TASK TO CARRY OUT => Output the entries as a JSON list of strings with one string per line and no blank lines, starting at the line that contains "Could you point at the dryer door" and ending at the last line of the entries.

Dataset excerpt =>
##############################
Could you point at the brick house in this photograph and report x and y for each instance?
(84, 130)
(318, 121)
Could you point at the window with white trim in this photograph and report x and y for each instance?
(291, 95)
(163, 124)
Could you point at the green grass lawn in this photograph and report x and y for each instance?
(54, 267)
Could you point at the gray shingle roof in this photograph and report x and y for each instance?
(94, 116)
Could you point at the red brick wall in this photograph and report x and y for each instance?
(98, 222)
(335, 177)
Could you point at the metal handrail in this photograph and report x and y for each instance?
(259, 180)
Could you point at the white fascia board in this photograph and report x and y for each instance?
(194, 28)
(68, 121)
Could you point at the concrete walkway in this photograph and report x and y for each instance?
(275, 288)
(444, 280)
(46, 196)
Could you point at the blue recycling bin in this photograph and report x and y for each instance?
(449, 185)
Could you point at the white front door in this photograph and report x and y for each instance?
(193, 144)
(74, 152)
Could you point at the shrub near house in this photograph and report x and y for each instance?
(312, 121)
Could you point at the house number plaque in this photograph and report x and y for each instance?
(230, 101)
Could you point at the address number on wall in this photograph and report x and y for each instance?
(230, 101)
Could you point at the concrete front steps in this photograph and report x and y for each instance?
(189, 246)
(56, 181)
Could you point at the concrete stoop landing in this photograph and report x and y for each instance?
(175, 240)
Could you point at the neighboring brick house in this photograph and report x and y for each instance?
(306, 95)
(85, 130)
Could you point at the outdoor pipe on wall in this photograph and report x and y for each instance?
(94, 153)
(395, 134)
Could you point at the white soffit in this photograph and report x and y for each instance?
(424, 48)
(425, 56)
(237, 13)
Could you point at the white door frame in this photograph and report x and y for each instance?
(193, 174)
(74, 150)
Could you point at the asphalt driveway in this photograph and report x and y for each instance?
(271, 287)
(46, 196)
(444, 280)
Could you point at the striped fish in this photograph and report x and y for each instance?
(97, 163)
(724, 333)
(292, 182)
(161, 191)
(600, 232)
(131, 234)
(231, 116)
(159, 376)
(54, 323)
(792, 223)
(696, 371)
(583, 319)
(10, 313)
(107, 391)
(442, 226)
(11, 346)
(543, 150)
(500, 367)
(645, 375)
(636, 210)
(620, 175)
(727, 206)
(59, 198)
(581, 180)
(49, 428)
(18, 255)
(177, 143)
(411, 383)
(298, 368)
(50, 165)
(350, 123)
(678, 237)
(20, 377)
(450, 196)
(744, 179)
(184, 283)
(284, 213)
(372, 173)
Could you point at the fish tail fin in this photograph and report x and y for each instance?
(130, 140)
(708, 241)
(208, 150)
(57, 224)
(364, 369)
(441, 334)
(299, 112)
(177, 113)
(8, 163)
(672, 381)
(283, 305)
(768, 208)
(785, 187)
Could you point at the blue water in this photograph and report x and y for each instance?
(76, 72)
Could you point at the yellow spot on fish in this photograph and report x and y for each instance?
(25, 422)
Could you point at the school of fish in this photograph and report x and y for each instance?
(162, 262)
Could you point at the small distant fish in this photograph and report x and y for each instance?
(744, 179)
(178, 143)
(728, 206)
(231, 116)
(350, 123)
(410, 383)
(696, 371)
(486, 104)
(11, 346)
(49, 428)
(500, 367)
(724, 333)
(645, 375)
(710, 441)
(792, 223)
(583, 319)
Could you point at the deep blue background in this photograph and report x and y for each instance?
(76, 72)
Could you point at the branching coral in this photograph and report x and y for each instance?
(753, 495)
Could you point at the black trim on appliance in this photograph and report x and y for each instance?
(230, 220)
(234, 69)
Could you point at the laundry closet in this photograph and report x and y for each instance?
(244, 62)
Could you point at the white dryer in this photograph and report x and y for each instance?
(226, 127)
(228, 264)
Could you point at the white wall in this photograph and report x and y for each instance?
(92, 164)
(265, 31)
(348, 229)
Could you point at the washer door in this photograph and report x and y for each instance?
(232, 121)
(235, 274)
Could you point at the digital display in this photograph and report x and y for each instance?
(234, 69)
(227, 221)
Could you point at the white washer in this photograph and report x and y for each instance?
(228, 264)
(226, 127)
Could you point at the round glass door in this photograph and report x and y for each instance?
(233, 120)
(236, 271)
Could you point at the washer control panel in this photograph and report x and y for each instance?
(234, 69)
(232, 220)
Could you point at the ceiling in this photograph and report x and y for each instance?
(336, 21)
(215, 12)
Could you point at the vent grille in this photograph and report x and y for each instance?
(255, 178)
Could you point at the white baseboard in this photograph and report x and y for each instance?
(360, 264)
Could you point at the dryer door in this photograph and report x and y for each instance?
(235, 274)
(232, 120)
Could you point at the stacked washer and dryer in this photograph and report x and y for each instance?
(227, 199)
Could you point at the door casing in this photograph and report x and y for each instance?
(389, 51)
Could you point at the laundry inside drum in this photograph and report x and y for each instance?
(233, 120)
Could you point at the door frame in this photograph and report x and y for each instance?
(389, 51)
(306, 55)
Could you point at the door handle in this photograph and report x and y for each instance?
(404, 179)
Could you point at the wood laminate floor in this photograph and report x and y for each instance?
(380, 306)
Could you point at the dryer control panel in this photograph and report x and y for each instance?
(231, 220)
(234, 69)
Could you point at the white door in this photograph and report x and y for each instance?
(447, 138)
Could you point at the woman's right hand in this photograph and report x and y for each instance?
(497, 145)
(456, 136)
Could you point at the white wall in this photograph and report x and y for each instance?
##############################
SOLUTION TO THIS TASK =>
[
  "Could you point at the dryer door in this photograph and report x and y for each instance?",
  "(235, 274)",
  "(232, 120)",
  "Could you point at the stacked washer and dryer in this photograph and report x and y for each instance?",
  "(227, 199)",
  "Could you point at the door casing in this photograph and report x and y for each instance?",
  "(389, 51)",
  "Could you point at the laundry inside drum in this photograph and report x and y for each instance?",
  "(233, 120)",
  "Could you point at the door frame in this photograph and report x and y for each instance?",
  "(389, 51)",
  "(306, 55)",
  "Could you point at the door handle in this photograph and report x and y for each instance?",
  "(404, 179)",
  "Could you point at the wood laminate floor in this photograph and report x and y for each instance?",
  "(380, 306)",
  "Could you point at the dryer control panel in this photograph and report x and y for each instance?",
  "(231, 220)",
  "(234, 69)",
  "Could you point at the white door in this photograph and report x and y for each instance?",
  "(447, 138)",
  "Could you point at the woman's right hand in this photograph and report x and y for each instance?",
  "(497, 145)",
  "(456, 136)",
  "Could you point at the white wall in this photograph and report x and y for each instance?"
]